Passage
Keith Mans thought this followed on well from the Levene Report, giving more autonomy over finance to the three Service Chiefs.
General Houghton agreed that that this should work through delegated empowerment of the Service Chiefs, but that he was mindful that there remained the chance that they might spend new money on the Regulars. That was why the Commission had proposed a system of governance involving refreshed direction to the RFCAs across the breadth of their Reserves’ responsibilities; this was in addition to their providing independent advice to the Defence Council and Ministers on Reserve matters. In addition to revised external governance arrangements, the strategic internal system needed to be transformed and the Commission had recommended the establishment of a Reserves Executive Committee within the MoD, chaired by the Vice Chief.
Marc Francois MP welcomed these recommendations and then Julian Radcliffe asked how to make certain in future that political intervention would not be needed to rectify the MoD’s own decision-making process, which he thought had gone wrong in the area of the RFCAs. They were supposed to provide that national counterweight but no longer had the national influence to be able to do this.
General Houghton replied that under governance the Report reinforced the role of the RFCAs to lay before Government every year a statement on the state of the Reserves and it had recommended that an executive committee of the Reserves be established to report to the new Defence Board. It would be a more robust governance mechanism, both externally and internally, which would be linked to a 5-yearly Defence Review and the recommendations of the report would permit the enabling conditions to be put in place to allow for a greater rebalancing between Regulars and Reserves. For the foreseeable future he was confident that this matter would be of sufficient prominence and importance and that the report put sufficient weight and profile on the issue of governance that it should not happen again by default.

Dataset extract
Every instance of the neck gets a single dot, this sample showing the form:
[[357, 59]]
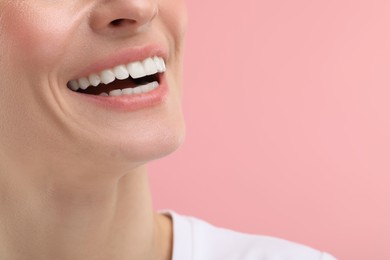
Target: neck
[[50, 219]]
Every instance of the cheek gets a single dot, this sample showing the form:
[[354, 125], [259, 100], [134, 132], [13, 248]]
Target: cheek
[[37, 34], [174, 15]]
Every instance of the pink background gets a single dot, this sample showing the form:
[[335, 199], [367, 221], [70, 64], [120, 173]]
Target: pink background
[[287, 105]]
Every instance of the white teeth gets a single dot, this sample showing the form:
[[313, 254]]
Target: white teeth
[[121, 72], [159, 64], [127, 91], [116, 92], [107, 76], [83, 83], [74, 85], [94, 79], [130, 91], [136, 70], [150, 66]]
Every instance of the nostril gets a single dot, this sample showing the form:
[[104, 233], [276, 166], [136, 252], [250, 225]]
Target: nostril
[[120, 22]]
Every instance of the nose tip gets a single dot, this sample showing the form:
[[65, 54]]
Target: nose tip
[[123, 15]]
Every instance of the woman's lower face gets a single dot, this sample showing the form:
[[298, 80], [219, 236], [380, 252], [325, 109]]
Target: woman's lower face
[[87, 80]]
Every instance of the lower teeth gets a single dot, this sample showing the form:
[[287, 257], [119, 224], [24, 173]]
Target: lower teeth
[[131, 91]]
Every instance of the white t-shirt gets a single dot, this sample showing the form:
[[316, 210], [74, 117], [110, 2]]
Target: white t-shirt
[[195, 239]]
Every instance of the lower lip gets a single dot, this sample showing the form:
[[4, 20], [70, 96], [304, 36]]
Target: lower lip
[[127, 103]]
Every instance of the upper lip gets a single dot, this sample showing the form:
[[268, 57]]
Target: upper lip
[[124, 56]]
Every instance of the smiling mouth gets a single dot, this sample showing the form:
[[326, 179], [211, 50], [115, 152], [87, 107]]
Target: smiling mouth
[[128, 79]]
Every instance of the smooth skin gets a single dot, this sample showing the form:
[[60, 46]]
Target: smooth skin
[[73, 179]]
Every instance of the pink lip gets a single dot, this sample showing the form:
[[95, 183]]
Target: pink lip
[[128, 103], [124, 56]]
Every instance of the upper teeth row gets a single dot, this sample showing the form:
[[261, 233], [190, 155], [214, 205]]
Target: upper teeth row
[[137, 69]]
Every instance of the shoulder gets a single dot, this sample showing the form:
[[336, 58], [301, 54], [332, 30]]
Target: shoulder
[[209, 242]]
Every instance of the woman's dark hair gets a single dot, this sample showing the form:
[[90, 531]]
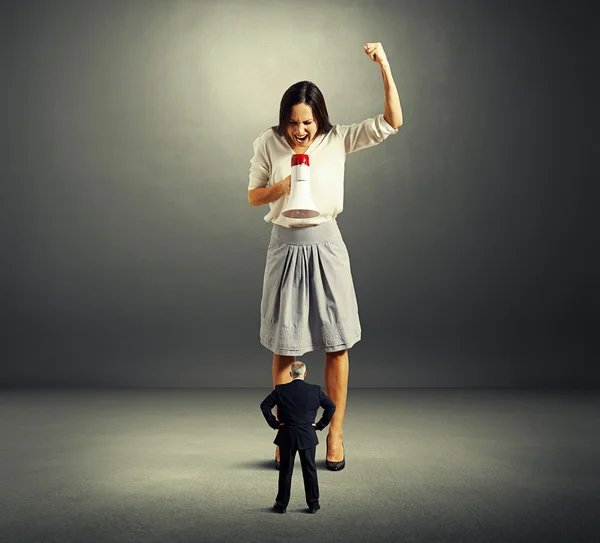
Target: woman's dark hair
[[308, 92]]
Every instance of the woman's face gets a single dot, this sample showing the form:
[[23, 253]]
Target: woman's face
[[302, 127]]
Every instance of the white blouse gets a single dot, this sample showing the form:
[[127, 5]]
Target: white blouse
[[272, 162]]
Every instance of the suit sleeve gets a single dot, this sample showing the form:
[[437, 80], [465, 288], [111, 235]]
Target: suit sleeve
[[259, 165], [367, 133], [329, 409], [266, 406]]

Using the information
1. In the passage on the Reserves, who did the Commission recommend should chair the Reserves Executive Committee within the MoD?
2. From the passage on the Reserves, copy the words from "Keith Mans thought" to "the Vice Chief.".
3. Carry on the passage on the Reserves from its last sentence.

Per-task outputs
1. The Vice Chief.

2.
Keith Mans thought this followed on well from the Levene Report, giving more autonomy over finance to the three Service Chiefs.
General Houghton agreed that that this should work through delegated empowerment of the Service Chiefs, but that he was mindful that there remained the chance that they might spend new money on the Regulars. That was why the Commission had proposed a system of governance involving refreshed direction to the RFCAs across the breadth of their Reserves’ responsibilities; this was in addition to their providing independent advice to the Defence Council and Ministers on Reserve matters. In addition to revised external governance arrangements, the strategic internal system needed to be transformed and the Commission had recommended the establishment of a Reserves Executive Committee within the MoD, chaired by the Vice Chief.

3.
Julian Brazier MP asked General Greg Smith, Secretary to the Commission and Assistant Chief of Defence Staff, Reserves and Cadets, if there was anything he wished to add,
Gen Greg Smith said he did not think there was much he could add, other than it had been quite a journey over the nine months since the Commission was established by the Prime Minister. As a Reservist, he was sure there would be thousands of others up and down the line looking at the Report with relief, as there was now a charted course out into the future.
Julian Brazier MP finished with a huge thank you to General Sir Nick for the staggering amount of time he had put into the Commission, given the Chief of the Defence Staff’s early comment ‘you do realise you’re taking a lot of time out of the busiest diary in the whole of this building’. He noted that the process had not always been a bed of roses; there had been occasions when there had been differing opinions and different views but he had remained the model of good humour throughout. The Commission was very lucky to have had General Sir Nick Houghton to lead it and as a result a first class document had been produced. He also thanked General Greg and the team in the MOD who had played a big role.
Col (Retd.) Hugh Purcell OBE DL, Honorary Clerk to the APGRF&C.